— Begin —
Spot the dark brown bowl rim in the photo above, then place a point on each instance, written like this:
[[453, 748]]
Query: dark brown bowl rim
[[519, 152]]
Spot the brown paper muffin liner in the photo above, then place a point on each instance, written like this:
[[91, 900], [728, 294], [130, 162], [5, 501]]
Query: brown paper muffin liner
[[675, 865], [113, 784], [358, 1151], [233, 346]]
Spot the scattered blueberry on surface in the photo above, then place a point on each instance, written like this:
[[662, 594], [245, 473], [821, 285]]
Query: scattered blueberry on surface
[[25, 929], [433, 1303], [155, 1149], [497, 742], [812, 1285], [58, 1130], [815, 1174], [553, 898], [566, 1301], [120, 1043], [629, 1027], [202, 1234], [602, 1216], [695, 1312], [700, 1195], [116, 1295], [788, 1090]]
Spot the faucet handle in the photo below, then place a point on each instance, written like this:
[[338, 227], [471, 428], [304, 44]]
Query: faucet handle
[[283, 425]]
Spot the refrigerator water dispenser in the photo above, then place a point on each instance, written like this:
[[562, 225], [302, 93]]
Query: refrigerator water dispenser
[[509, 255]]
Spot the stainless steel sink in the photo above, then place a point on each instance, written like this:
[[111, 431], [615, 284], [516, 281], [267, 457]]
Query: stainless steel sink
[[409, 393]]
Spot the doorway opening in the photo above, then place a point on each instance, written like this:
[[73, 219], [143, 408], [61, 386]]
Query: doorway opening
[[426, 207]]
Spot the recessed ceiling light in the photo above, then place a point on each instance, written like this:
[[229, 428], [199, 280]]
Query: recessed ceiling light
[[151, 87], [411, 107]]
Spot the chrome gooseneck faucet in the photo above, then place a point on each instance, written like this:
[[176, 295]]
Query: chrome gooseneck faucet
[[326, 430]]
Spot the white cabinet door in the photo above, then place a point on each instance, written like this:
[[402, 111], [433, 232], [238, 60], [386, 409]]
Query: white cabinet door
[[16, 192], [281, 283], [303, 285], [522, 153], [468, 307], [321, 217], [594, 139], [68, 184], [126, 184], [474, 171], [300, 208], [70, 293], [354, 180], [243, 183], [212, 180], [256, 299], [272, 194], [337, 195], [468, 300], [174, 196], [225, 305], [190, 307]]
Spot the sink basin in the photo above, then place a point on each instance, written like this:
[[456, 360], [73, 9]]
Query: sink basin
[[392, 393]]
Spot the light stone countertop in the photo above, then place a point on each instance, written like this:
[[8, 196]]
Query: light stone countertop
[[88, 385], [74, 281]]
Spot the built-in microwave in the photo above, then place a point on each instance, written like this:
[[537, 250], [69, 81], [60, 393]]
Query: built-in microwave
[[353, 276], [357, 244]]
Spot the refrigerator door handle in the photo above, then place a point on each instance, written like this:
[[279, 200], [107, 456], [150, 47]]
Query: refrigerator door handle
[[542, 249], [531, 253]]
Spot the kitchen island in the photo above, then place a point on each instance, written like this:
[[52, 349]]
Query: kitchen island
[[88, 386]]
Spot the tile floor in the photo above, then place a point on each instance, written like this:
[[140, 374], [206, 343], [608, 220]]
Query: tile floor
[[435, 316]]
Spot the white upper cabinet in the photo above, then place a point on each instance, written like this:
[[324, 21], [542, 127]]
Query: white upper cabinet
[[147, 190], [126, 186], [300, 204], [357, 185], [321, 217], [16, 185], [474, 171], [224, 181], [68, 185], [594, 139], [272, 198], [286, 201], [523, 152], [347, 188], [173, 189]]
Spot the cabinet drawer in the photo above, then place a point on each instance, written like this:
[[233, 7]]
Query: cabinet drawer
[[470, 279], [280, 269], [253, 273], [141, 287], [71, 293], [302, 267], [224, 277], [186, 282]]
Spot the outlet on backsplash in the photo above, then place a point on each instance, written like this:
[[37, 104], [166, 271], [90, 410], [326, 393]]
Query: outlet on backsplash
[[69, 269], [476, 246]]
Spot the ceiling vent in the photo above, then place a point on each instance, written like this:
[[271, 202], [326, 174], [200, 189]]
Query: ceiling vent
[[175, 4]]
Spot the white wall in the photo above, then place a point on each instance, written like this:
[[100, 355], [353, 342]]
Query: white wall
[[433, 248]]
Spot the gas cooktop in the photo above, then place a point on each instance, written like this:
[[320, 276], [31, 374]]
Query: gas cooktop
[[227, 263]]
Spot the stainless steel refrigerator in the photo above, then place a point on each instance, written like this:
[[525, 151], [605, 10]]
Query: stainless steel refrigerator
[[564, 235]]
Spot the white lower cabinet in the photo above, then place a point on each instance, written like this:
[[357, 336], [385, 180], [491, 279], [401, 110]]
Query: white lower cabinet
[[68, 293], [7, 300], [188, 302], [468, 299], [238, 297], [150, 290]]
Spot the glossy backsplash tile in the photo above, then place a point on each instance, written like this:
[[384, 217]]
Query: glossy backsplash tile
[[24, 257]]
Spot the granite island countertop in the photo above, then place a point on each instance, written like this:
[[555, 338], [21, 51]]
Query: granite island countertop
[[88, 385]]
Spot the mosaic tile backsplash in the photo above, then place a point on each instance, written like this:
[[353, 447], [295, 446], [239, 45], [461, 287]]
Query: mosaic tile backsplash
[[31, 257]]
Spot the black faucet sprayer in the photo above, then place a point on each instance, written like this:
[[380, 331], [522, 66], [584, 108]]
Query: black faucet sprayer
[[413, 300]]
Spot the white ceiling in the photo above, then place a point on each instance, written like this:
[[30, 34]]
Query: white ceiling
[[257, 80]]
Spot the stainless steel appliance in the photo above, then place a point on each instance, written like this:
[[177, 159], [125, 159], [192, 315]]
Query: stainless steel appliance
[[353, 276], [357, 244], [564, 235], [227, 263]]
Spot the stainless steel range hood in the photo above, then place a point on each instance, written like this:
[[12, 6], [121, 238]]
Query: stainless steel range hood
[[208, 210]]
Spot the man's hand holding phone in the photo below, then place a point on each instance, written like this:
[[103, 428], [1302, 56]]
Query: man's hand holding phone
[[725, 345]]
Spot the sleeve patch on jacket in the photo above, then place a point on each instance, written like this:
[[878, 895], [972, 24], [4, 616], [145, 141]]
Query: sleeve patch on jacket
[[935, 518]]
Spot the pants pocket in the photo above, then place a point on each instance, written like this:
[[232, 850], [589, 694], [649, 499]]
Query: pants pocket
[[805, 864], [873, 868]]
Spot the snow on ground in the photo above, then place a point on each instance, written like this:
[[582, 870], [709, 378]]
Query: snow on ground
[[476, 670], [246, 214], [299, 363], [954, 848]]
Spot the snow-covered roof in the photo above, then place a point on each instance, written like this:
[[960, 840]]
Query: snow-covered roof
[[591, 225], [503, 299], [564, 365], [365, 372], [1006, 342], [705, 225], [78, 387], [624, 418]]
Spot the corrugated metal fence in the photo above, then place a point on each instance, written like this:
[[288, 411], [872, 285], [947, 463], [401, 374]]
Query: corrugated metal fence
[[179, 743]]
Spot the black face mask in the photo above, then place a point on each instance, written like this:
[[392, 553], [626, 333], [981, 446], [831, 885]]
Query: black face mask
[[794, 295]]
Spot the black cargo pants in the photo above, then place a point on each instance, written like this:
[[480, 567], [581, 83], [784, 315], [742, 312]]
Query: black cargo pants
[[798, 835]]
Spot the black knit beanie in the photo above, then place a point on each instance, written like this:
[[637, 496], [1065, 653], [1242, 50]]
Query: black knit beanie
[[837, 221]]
— End —
Switch every "Spot" in the entries above to "Locate" and write out all the entries again, leaving everything else unchanged.

Locate the dark brown bowl rim in the photo above, then place a point on each instance, written like this:
[[453, 748]]
Query: dark brown bowl rim
[[519, 152]]
Locate the brown paper muffin liner in the photo above, then place a point on each instance, written like this:
[[91, 900], [728, 294], [130, 162], [5, 501]]
Query: brown paper muffin liner
[[675, 865], [113, 784], [358, 1151], [233, 346]]
Locate the scattered blueberry on surface in the photo above, then place a point on each instance, written like this:
[[662, 594], [245, 473], [821, 285]]
Query: scattered blueberry on surface
[[25, 929], [433, 1303], [155, 1149], [497, 742], [812, 1285], [58, 1130], [815, 1174], [553, 898], [566, 1301], [120, 1043], [629, 1027], [202, 1234], [602, 1216], [695, 1312], [700, 1195], [116, 1295], [788, 1090]]
Locate the faucet handle in the photo below, then place a point on each instance, written like this:
[[338, 227], [471, 428], [304, 44]]
Query: faucet handle
[[283, 425]]
Locate the refrigerator water dispenser in the photo above, then place a point on each instance, written like this:
[[562, 225], [302, 93]]
Query: refrigerator water dispenser
[[509, 255]]
Locate the stainless steel sink in the photo above, then place a point on each instance, written like this:
[[111, 431], [615, 284], [516, 281], [267, 457]]
Query: stainless steel sink
[[409, 393]]
Locate the doorway opening in the photo above, then place a point on each instance, written like this:
[[73, 219], [143, 408], [61, 386]]
Query: doorway opening
[[426, 207]]
Locate the recessed ceiling light in the photo above, then place a point on each instance, written like this:
[[229, 428], [199, 280]]
Query: recessed ceiling light
[[151, 87], [411, 107]]
Locate the chrome gooseneck faucet in the photo above, then place a point on each instance, written like this:
[[176, 295]]
Query: chrome gooseneck faucet
[[326, 430]]
Locate the white cabinet door in the photo above, then place a point on each instance, written like this:
[[402, 111], [433, 232], [238, 60], [386, 409]]
Query: white cabinet door
[[16, 192], [281, 283], [303, 285], [522, 153], [468, 307], [321, 217], [594, 139], [68, 184], [126, 184], [474, 171], [300, 208], [70, 293], [354, 180], [243, 183], [212, 180], [256, 299], [272, 194], [337, 195], [468, 300], [174, 196], [225, 305], [190, 307]]
Locate the sink basin in the photo above, then place a point on each instance, written like this:
[[456, 360], [73, 9]]
Query: sink basin
[[392, 393]]
Locate the light stone countertop in the photo above, then place a point on each instance, written like this:
[[8, 196]]
Query: light stone countertop
[[88, 385], [74, 281]]
Locate the built-in microwave in the photo above, then place a point on each instance, written like this:
[[537, 250], [69, 81], [60, 393]]
Query: built-in microwave
[[353, 276], [357, 244]]
Locate the refrigerator door handle in the photo above, then place a point on each instance, written like this:
[[279, 200], [107, 456], [150, 47]]
Query: refrigerator door handle
[[542, 249], [531, 253]]
Locate the kitchen island in the photo above, then place a point on each instance, written like this:
[[52, 349]]
Query: kitchen island
[[88, 386]]
Locate the tile floor in the photo above, then place a point on each instance, written like this:
[[140, 374], [206, 343], [608, 220]]
Query: tile floor
[[435, 316]]
Locate the white upper cabinet in the photo above, then place a point on each instance, written like this:
[[324, 21], [542, 127]]
Query: white upper cabinet
[[147, 190], [126, 186], [300, 204], [357, 185], [321, 217], [16, 185], [474, 171], [224, 181], [68, 185], [594, 139], [272, 198], [286, 201], [523, 152], [347, 188], [173, 189]]
Locate the cabinet drawer in the photo above, then place a point on each instance, written like this:
[[233, 7]]
Query: cabinet drawer
[[470, 279], [280, 269], [253, 273], [141, 287], [71, 293], [302, 267], [224, 277], [186, 282]]
Locate the outlet on backsplash in the photo above, then place a point on each instance, written like this:
[[37, 104], [166, 271], [90, 410], [326, 393]]
Query: outlet on backsplash
[[69, 269], [476, 246]]
Locate the ceiling vent in the photo above, then place a point on each instance, written like this:
[[271, 202], [326, 174], [200, 189]]
Query: ceiling vent
[[175, 4]]
Locate the white wall in the photo above, then place a point on each instance, written like this:
[[100, 355], [353, 342]]
Query: white wall
[[433, 248]]
Locate the gas cooktop in the photo above, then place a point on each instance, written like this:
[[320, 276], [31, 374]]
Query: gas cooktop
[[227, 263]]
Locate the stainless steel refrigerator in the photo above, then place a point on each instance, written like this:
[[525, 151], [605, 10]]
Query: stainless steel refrigerator
[[564, 235]]
Locate the white lower cabinet in the photo above, then place a point on each instance, written like this:
[[357, 336], [385, 180], [491, 279], [401, 110]]
Query: white lower cabinet
[[68, 293], [7, 300], [188, 302], [468, 299], [238, 297], [150, 290]]
Locate the glossy backsplash tile in the photo above, then place a point on each instance, written like this:
[[384, 217]]
Query: glossy backsplash tile
[[24, 257]]
Locate the granite island countertop in the photo above, then place a point on each instance, written like this:
[[555, 338], [21, 51]]
Query: granite island countertop
[[88, 385]]
Locate the mosaic tile backsplash in the photo above, then place a point on each instance, written like this:
[[353, 447], [295, 446], [239, 45], [461, 287]]
Query: mosaic tile backsplash
[[31, 257]]
Locate the black faucet sprayer in the photo above, then place a point on each instance, written like this:
[[380, 331], [522, 66], [584, 108]]
Query: black faucet sprayer
[[413, 300]]
Locate the white ceiling in the photo above, then place a point on each instance, written like this:
[[30, 34]]
Query: white ceiling
[[257, 80]]
Locate the stainless steel appliance in the photo above, then place a point on each instance, written like this:
[[177, 159], [125, 159], [192, 315]]
Query: stainless steel appliance
[[353, 276], [357, 244], [564, 235], [227, 263]]
Locate the stainless steel range hood in the photo above, then place a point on each instance, written like this:
[[12, 6], [121, 238]]
Query: stainless steel range hood
[[208, 210]]
Locate the man's hand holding phone in the photo below, then place a point on each instance, written like this:
[[103, 428], [1302, 56]]
Query: man's hand holding phone
[[725, 345]]
Locate the sleeve patch on jacket in the photo above, then place a point on each instance, written like this:
[[878, 895], [972, 24], [4, 616], [145, 141]]
Query: sleeve patch on jacket
[[935, 518]]
Locate the pants pocket in the photo above, then place a point on each instance, written like this:
[[232, 850], [589, 694], [649, 499]]
Query: pants pocket
[[805, 864], [873, 868]]
Locate the snow on ground in the photo above, then place a point on each instance, written like this:
[[582, 870], [709, 378]]
Query: snow on ground
[[476, 670], [246, 214], [299, 363], [954, 848]]
Locate the snow-covered roof in the photo above, then place a point on each instance, written like this:
[[960, 840]]
Query: snow-covered roof
[[591, 225], [503, 299], [564, 365], [365, 372], [1006, 342], [705, 225], [78, 387], [624, 418]]
Locate the corrugated metal fence in the photo above, then place a point on each instance, written like this:
[[288, 411], [872, 285], [947, 463], [401, 374]]
Query: corrugated metal fence
[[179, 743]]
Locate the black face mask in the photo above, then place a point on each instance, written like this:
[[392, 553], [626, 333], [981, 446], [831, 885]]
Query: black face mask
[[794, 295]]
Locate the black cargo pants in the photo above, then place a point on each instance, written like this:
[[480, 567], [581, 83], [784, 315], [742, 312]]
Query: black cargo pants
[[798, 835]]
Locate the black knit beanie in the photo above, then place a point on each instance, written like this:
[[637, 496], [1065, 653], [1242, 50]]
Query: black knit beanie
[[837, 221]]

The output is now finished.